** Exercise details **
Render every line of the items below as a JSON list of strings, one string per line. Omit blank lines and leave the pictures out.

** Provided information **
--- BEGIN ---
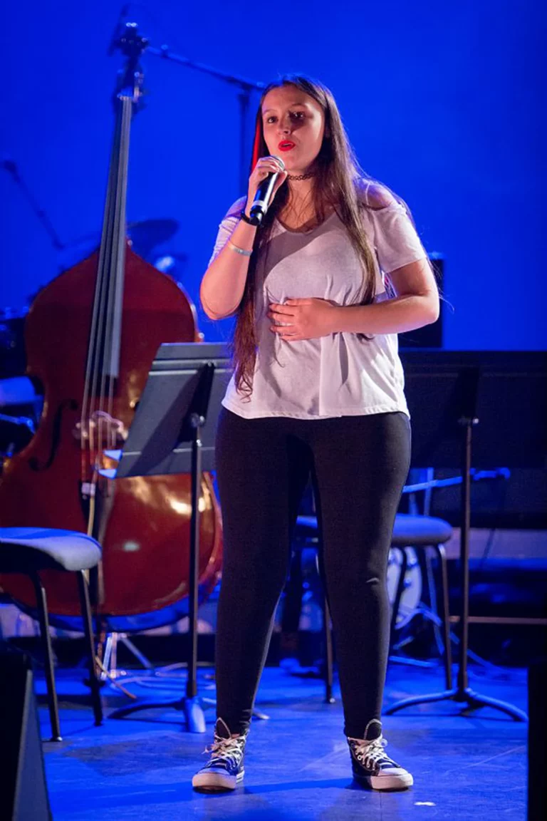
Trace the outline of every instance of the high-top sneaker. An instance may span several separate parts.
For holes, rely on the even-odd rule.
[[[207,792],[235,790],[243,781],[245,735],[234,735],[221,718],[215,724],[215,739],[205,752],[209,760],[192,778],[192,787]]]
[[[373,790],[406,790],[414,779],[384,752],[387,741],[381,727],[381,722],[373,718],[367,725],[364,738],[348,738],[353,777]]]

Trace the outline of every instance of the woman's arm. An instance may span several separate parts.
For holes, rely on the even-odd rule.
[[[429,325],[439,318],[439,291],[427,259],[392,271],[397,296],[369,305],[333,309],[333,331],[353,333],[402,333]]]
[[[228,218],[231,217],[233,219],[235,217],[238,219],[244,207],[245,213],[249,217],[250,205],[258,186],[268,174],[276,173],[277,179],[271,192],[271,203],[287,177],[285,167],[281,166],[277,157],[259,158],[248,180],[246,200],[238,200],[228,212]],[[203,310],[210,319],[224,319],[237,311],[245,290],[250,252],[256,233],[256,226],[239,219],[224,247],[209,264],[203,274],[199,287],[199,298]]]
[[[256,232],[254,226],[239,220],[203,274],[199,298],[210,319],[224,319],[237,310],[245,289],[250,258],[239,254],[234,246],[251,251]]]
[[[439,291],[427,259],[390,273],[397,296],[369,305],[337,305],[328,300],[287,300],[270,305],[271,329],[289,342],[330,333],[402,333],[439,317]]]

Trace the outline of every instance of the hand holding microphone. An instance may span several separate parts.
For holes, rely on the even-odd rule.
[[[287,178],[280,157],[261,157],[248,180],[245,213],[260,225],[279,187]]]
--- END ---
** Full response **
[
  "Trace the outline of every instance of the high-top sneaker. An instance may span several separate parts.",
  "For holes, rely on the even-odd rule.",
  "[[[207,792],[235,790],[243,781],[245,735],[234,735],[221,718],[215,724],[215,739],[205,752],[209,760],[192,778],[192,787]]]",
  "[[[373,790],[406,790],[414,779],[384,752],[387,741],[381,727],[381,722],[373,718],[367,725],[364,738],[348,738],[353,777]]]",
  "Trace the outline of every instance of the woman's arm. An instance may span several separate parts.",
  "For holes, rely on the even-odd rule.",
  "[[[429,325],[439,318],[439,291],[427,259],[392,271],[397,296],[369,305],[333,309],[333,331],[353,333],[402,333]]]",
  "[[[228,218],[231,217],[233,219],[235,217],[238,219],[244,207],[245,213],[249,217],[250,205],[258,186],[268,174],[276,173],[277,179],[271,192],[271,203],[287,177],[285,167],[281,166],[277,157],[259,158],[248,180],[246,200],[238,200],[228,212]],[[203,310],[210,319],[224,319],[237,311],[245,290],[250,252],[256,233],[256,226],[239,219],[224,247],[209,264],[203,274],[199,287],[199,298]]]",
  "[[[256,232],[254,226],[239,220],[203,274],[199,298],[210,319],[224,319],[237,310],[245,289],[250,258],[239,254],[234,246],[251,251]]]",
  "[[[439,291],[427,259],[390,273],[397,296],[369,305],[337,305],[328,300],[287,300],[270,305],[271,329],[289,342],[330,333],[402,333],[439,317]]]",
  "Trace the outline of every instance of the hand holding microphone. An instance may span several separate parts.",
  "For holes, rely on the even-odd rule.",
  "[[[287,178],[280,157],[261,157],[248,180],[245,213],[260,225],[279,187]]]"
]